══ Information

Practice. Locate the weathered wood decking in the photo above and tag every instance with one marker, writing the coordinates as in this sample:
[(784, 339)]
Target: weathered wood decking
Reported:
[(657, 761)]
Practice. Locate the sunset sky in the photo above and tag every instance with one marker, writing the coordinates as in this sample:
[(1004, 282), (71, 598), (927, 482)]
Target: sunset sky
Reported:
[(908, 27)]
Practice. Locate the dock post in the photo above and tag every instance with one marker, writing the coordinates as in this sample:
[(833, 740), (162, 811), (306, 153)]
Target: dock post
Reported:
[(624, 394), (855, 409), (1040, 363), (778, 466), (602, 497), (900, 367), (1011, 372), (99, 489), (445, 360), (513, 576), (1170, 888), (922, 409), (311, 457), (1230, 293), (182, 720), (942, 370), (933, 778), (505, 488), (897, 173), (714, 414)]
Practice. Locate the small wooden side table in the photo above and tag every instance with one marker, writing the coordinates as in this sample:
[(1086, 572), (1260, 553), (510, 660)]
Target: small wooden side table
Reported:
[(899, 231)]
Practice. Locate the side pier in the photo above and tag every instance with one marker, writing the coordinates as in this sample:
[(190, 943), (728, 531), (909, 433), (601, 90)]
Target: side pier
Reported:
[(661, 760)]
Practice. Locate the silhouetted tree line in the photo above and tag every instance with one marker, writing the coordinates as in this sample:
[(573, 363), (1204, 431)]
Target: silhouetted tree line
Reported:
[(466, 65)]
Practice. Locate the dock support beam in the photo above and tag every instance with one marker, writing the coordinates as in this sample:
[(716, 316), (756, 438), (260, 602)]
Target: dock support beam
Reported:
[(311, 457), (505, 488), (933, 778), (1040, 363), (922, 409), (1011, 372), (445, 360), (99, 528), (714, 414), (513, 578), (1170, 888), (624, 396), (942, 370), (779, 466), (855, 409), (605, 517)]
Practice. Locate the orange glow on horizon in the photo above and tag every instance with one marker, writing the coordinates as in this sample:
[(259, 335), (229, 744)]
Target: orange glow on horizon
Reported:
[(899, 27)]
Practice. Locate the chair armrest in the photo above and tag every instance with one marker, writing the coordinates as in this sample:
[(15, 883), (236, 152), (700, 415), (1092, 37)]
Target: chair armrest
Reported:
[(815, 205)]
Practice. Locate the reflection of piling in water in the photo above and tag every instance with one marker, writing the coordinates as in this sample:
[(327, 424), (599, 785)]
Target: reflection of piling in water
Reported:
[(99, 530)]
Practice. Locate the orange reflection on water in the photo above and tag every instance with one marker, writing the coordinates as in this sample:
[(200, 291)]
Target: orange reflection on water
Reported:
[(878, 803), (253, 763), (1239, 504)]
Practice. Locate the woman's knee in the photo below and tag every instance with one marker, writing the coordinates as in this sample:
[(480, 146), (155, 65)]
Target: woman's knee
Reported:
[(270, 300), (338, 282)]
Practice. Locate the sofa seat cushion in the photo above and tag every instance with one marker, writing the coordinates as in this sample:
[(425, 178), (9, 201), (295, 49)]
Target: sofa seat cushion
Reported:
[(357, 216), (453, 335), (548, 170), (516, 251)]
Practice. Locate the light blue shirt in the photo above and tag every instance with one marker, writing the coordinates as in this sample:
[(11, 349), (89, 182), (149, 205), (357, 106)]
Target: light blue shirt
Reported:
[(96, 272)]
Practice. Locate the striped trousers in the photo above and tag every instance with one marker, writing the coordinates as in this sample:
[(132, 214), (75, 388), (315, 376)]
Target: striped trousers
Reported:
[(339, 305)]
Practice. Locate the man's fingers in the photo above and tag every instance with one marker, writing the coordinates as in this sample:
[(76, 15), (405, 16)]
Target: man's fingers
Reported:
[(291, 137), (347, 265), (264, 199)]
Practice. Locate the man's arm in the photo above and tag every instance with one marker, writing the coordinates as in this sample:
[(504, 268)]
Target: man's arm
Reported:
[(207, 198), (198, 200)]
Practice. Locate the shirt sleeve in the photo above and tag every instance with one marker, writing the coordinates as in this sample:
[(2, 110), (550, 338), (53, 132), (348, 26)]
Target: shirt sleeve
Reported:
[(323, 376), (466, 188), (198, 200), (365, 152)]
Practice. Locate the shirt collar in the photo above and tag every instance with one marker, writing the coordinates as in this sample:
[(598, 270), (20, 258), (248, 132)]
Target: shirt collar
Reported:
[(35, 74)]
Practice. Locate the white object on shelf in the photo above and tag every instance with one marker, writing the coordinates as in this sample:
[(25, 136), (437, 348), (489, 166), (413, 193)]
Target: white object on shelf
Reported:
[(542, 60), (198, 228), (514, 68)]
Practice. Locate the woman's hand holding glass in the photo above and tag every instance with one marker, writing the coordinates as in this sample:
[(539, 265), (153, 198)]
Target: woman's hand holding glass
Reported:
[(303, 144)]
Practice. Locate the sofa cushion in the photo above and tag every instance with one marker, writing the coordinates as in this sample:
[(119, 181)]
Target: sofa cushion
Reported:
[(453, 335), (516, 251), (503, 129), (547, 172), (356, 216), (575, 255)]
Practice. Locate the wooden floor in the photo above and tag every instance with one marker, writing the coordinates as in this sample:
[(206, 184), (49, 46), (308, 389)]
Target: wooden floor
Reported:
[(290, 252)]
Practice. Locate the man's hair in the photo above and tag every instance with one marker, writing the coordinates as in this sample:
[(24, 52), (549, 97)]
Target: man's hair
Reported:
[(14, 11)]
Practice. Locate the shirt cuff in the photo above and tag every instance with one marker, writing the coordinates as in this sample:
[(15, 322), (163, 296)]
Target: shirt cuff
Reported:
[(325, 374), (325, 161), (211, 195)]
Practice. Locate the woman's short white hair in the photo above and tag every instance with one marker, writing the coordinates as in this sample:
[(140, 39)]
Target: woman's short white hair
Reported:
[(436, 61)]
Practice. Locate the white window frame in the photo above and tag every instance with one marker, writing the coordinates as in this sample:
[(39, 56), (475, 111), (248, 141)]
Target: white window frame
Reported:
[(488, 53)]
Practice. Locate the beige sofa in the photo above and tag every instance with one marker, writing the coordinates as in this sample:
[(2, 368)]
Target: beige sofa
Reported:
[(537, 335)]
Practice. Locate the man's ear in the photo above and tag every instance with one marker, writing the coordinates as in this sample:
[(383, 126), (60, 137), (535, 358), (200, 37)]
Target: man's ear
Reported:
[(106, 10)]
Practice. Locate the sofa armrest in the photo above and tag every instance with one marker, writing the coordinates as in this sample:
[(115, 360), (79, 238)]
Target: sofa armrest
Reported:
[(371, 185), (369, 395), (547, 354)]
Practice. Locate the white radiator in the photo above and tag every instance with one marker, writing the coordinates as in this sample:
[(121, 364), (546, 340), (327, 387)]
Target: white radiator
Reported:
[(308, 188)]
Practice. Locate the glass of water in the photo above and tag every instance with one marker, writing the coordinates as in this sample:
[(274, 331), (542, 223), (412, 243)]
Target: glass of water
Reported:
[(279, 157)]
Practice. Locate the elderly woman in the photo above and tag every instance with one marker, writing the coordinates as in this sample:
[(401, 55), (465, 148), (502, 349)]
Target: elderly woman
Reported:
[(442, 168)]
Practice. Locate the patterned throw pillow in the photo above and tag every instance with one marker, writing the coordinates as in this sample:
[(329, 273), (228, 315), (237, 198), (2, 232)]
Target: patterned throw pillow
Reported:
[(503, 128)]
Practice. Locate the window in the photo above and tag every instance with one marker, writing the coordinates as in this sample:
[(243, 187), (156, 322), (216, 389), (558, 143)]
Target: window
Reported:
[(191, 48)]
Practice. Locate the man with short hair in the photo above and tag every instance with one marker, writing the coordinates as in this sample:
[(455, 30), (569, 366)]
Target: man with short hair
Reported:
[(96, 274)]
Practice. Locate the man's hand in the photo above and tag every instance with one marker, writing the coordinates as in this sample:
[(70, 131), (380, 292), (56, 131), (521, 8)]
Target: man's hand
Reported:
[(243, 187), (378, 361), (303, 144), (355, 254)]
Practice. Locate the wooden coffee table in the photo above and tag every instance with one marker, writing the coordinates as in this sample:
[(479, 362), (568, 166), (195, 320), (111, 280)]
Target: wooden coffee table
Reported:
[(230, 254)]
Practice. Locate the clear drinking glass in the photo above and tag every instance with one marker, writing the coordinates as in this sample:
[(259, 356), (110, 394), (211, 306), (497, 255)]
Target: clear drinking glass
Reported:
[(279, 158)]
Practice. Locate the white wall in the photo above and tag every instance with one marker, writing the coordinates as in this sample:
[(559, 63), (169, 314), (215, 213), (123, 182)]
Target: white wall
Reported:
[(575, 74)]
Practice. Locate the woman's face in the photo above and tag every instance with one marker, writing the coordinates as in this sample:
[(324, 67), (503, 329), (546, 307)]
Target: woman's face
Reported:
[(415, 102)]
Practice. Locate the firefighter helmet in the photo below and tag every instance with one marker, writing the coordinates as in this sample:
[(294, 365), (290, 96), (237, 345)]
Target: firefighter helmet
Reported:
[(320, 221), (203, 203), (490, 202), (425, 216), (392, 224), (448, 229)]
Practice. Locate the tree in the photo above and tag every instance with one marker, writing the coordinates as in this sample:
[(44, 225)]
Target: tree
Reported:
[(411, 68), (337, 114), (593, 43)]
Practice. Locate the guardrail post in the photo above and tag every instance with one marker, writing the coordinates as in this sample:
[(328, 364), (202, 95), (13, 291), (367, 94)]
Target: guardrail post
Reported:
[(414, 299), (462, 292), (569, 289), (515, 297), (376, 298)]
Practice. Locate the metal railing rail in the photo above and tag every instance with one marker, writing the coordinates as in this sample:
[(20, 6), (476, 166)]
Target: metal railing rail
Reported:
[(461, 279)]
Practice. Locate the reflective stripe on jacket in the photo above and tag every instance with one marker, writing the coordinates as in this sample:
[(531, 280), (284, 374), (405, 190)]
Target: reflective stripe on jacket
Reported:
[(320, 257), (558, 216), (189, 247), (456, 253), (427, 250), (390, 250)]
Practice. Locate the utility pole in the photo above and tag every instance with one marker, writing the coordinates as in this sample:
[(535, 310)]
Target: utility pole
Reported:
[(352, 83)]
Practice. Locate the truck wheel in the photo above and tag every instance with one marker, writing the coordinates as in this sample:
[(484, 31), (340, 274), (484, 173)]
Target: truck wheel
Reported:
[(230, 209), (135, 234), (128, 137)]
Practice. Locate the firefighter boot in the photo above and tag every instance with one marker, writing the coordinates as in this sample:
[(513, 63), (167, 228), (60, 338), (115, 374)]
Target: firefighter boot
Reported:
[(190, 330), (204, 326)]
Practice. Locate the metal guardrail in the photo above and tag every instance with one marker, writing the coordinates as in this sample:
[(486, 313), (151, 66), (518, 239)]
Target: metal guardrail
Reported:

════

Only the stretch of lines that begins with the one holding "Target: firefighter boot" and ends with the last line above belongs in the answer; please write it out exactly.

▸ Written solution:
Target: firefighter boot
Reported:
[(190, 330), (204, 326)]
Practice. Locate the metal guardrail in the photo above and tag every instance with one marker, writing the coordinates as in this sample:
[(486, 313), (151, 66), (518, 239)]
Target: metal guardrail
Reported:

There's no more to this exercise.